[Start of Information supplied]
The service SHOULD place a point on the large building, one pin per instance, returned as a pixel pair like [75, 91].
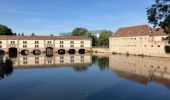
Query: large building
[32, 61]
[141, 39]
[141, 70]
[42, 43]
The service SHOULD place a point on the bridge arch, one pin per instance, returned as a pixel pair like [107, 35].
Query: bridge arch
[2, 53]
[36, 52]
[82, 51]
[72, 51]
[25, 52]
[12, 52]
[61, 51]
[49, 51]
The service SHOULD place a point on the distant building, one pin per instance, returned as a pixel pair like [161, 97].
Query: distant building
[140, 39]
[42, 43]
[94, 32]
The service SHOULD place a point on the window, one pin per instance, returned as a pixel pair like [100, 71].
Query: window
[36, 58]
[61, 46]
[61, 42]
[36, 62]
[25, 62]
[82, 46]
[36, 42]
[72, 46]
[24, 58]
[82, 42]
[61, 57]
[49, 42]
[24, 42]
[36, 46]
[71, 42]
[24, 46]
[12, 42]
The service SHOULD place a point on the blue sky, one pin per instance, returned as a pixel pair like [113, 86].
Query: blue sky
[46, 17]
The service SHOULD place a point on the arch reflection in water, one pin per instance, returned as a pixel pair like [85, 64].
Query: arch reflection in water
[6, 68]
[57, 60]
[142, 70]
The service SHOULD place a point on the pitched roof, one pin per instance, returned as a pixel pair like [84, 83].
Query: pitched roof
[140, 30]
[43, 37]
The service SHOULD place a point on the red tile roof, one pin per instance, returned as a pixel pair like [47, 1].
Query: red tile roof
[140, 30]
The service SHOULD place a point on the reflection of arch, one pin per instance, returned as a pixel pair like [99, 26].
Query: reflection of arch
[82, 51]
[61, 51]
[37, 52]
[25, 52]
[72, 51]
[49, 51]
[2, 53]
[12, 52]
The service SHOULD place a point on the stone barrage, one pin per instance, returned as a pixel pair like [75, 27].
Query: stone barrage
[139, 40]
[43, 43]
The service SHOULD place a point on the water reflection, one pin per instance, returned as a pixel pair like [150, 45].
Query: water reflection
[32, 61]
[142, 70]
[6, 68]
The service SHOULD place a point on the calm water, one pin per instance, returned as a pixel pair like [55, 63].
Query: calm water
[86, 77]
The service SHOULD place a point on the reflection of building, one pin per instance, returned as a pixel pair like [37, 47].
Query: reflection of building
[139, 40]
[94, 32]
[31, 43]
[57, 60]
[142, 70]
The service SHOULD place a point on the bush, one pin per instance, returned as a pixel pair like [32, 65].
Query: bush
[167, 49]
[114, 53]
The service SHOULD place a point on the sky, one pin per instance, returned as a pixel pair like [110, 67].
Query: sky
[45, 17]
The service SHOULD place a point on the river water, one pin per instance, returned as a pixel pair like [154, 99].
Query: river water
[87, 77]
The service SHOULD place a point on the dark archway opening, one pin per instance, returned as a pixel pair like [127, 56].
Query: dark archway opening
[61, 51]
[82, 51]
[37, 52]
[25, 52]
[2, 53]
[12, 52]
[72, 51]
[49, 52]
[End of Information supplied]
### The exercise
Please extract every line of the listing above word for word, leaving out the picture.

### Task output
The service SHOULD place a point on the large building, one pin per instance, returned as a pixel pair like [75, 91].
Query: large building
[32, 61]
[141, 39]
[141, 70]
[42, 43]
The service SHOULD place a point on the bridge arch, one pin per instance, returned as a pixel pair like [107, 35].
Query: bridge arch
[2, 53]
[36, 52]
[82, 51]
[72, 51]
[25, 52]
[12, 52]
[61, 51]
[49, 51]
The service SHOULD place a point on the distant building, one pin per instance, returned as a pixel pair like [161, 97].
Query: distant building
[140, 39]
[42, 43]
[94, 32]
The service SHOULD place a point on the window, one pin per instance, returned as a pixel pair like [100, 71].
Query: window
[36, 58]
[61, 46]
[61, 42]
[36, 62]
[25, 62]
[82, 46]
[36, 42]
[72, 46]
[24, 58]
[82, 42]
[61, 57]
[49, 42]
[24, 42]
[36, 46]
[71, 42]
[24, 46]
[12, 42]
The service SHOULD place a point on the blue sky, one pin per instance, returned as a pixel pair like [113, 86].
Query: blue sky
[46, 17]
The service SHOULD place a point on the arch reflection in water, one pin per instance, returned as a pixel pair like [85, 64].
Query: arch reflection in water
[6, 68]
[57, 60]
[142, 70]
The service SHOULD place a point on the pitched roof, one pin per instance, returned as a pixel pair like [84, 83].
Query: pitched roof
[140, 30]
[43, 37]
The service SHOULD place a point on the red tile roof, one pin per instance, returned as a pixel pair like [47, 1].
Query: red tile roof
[140, 30]
The service SHOULD place a point on the reflection of arch, one pin per instance, returned as a pixel pair like [99, 26].
Query: reflection of arch
[82, 51]
[61, 51]
[37, 52]
[25, 52]
[72, 51]
[49, 51]
[2, 53]
[12, 52]
The service SHOULD place a point on the stone barrage, one pin per instance, returned as a pixel pair like [75, 27].
Query: stone barrage
[139, 40]
[43, 43]
The service SHOULD place a point on the water reflection, one pin per instance, returned as a pixel pair like [150, 45].
Query: water reflection
[32, 61]
[142, 70]
[6, 68]
The service SHOULD place a point on the calm water, one pin per instance, returned as a pixel pair like [55, 63].
Query: calm water
[86, 77]
The service SHOULD place a point on the reflection of building, one pin per instance, returned as a pixel pair like [37, 47].
Query: reflection of building
[139, 40]
[94, 32]
[31, 43]
[57, 60]
[142, 70]
The service SHOULD place a point on the bush, one pin per instance, returned as a pixel pair like [32, 65].
Query: bush
[167, 49]
[114, 53]
The service SHOULD place a point on the sky, one pin per instance, returned as a pixel pair like [110, 67].
Query: sky
[45, 17]
The service SHOULD place a point on the river water, one pin per instance, returned as a pixel pair like [154, 99].
Query: river water
[87, 77]
The service SHOULD place a point on the dark archway opening, one pin per instance, returned as a pixel pair like [127, 56].
Query: dark archway opening
[61, 51]
[82, 51]
[37, 52]
[25, 52]
[2, 53]
[12, 52]
[72, 51]
[49, 52]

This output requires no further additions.